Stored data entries
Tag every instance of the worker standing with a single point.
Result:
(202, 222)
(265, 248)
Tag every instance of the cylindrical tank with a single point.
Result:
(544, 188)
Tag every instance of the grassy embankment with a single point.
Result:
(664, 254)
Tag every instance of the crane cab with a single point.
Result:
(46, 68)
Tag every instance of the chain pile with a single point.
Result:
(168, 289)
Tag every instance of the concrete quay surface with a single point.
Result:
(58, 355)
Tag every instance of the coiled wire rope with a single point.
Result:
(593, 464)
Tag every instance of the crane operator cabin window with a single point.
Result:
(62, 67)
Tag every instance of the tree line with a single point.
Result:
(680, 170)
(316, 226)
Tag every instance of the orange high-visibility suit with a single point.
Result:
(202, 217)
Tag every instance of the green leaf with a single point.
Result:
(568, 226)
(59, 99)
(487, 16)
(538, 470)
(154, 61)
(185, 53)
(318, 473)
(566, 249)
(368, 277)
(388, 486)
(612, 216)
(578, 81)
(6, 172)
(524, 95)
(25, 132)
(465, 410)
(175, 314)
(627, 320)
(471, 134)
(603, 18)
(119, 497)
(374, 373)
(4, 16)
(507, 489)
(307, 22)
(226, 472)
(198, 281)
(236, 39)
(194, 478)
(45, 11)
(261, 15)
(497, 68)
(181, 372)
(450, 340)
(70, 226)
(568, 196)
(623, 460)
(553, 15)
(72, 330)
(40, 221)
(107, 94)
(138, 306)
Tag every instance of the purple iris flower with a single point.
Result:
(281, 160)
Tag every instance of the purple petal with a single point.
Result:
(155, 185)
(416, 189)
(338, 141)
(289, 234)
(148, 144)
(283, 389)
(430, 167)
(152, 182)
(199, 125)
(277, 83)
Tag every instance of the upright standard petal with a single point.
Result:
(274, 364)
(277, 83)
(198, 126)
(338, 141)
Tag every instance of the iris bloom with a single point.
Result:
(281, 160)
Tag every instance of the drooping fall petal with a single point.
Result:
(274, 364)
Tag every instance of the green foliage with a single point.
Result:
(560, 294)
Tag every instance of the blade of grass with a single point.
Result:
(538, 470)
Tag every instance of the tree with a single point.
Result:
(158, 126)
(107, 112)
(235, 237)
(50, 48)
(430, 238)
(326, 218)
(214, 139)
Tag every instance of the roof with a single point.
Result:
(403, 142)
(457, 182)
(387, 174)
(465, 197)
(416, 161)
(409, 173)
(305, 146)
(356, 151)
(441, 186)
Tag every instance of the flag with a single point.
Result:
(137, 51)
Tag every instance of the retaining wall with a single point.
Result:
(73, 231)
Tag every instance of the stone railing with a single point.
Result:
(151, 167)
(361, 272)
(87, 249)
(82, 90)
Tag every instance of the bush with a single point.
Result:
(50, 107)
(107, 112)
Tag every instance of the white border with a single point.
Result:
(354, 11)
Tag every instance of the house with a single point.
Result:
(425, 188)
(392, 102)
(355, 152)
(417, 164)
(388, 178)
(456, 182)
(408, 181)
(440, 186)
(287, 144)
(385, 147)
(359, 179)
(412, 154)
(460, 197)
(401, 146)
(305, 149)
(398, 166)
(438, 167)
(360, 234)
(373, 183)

Task directions = Please copy each record shown above exactly.

Answer section =
Tag every instance of the worker standing with a single point.
Result:
(202, 222)
(265, 248)
Tag every instance of the cylindrical tank with a single point.
Result:
(544, 188)
Tag every instance of the grassy embankment with a single point.
Result:
(664, 254)
Tag every instance of the crane cab with a single point.
Result:
(46, 68)
Tag every instance of the chain pile with a single point.
Result:
(168, 289)
Tag every instance of the concrete quay surface with a single point.
Result:
(58, 355)
Tag every instance of the coiled wire rope with a single point.
Result:
(593, 464)
Tag every instance of the crane operator cabin window with a single point.
Result:
(62, 67)
Tag every instance of the tree line with a single point.
Result:
(680, 170)
(316, 226)
Tag every instance of the orange high-visibility suit with a single point.
Result:
(202, 217)
Tag every instance of the green leaf with a single point.
Result:
(568, 226)
(59, 99)
(487, 16)
(538, 470)
(154, 61)
(185, 53)
(318, 473)
(566, 249)
(368, 277)
(388, 486)
(612, 216)
(578, 81)
(6, 172)
(524, 95)
(25, 132)
(465, 410)
(175, 314)
(627, 320)
(471, 134)
(603, 18)
(119, 497)
(374, 373)
(4, 16)
(507, 489)
(307, 22)
(226, 472)
(198, 281)
(236, 39)
(194, 478)
(45, 11)
(261, 15)
(497, 68)
(181, 372)
(450, 340)
(70, 226)
(568, 196)
(623, 460)
(553, 15)
(72, 330)
(40, 221)
(107, 94)
(138, 306)
Tag every instance of the purple iris flower with a single point.
Result:
(281, 160)
Tag every instance of the purple petal with a single point.
Result:
(155, 185)
(416, 189)
(338, 141)
(289, 234)
(148, 144)
(283, 389)
(430, 167)
(152, 182)
(199, 125)
(277, 83)
Tag every instance of the upright standard petal with a single point.
Result:
(274, 364)
(277, 83)
(198, 126)
(338, 141)
Tag every instance of the iris bloom with a single point.
Result:
(281, 160)
Tag every instance of the drooping fall petal with a single point.
Result:
(274, 364)
Tag every instance of the green foliage with a single point.
Result:
(560, 294)
Tag every instance of the blade of grass with a single point.
Result:
(538, 470)
Tag every instance of the tree with a single point.
Result:
(158, 126)
(107, 112)
(235, 237)
(50, 48)
(430, 238)
(326, 218)
(214, 139)
Tag every instance of the roof with a single point.
Result:
(403, 142)
(457, 182)
(387, 174)
(465, 197)
(416, 161)
(409, 173)
(305, 146)
(356, 151)
(441, 186)
Tag every instance of the flag with a single point.
Result:
(137, 51)
Tag every instance of the retaining wall with a single point.
Result:
(73, 231)
Tag every instance of the stone railing with a single point.
Result:
(151, 167)
(361, 272)
(87, 249)
(82, 90)
Tag every instance of the bush with a single point.
Result:
(50, 107)
(107, 112)
Tag every instance of the white border with a single point.
Result:
(354, 11)
Tag every instance of the house with a single point.
Result:
(425, 188)
(392, 102)
(355, 152)
(417, 164)
(388, 178)
(456, 182)
(408, 181)
(440, 186)
(287, 144)
(385, 147)
(359, 179)
(412, 154)
(460, 197)
(401, 146)
(305, 149)
(398, 166)
(438, 167)
(360, 234)
(373, 183)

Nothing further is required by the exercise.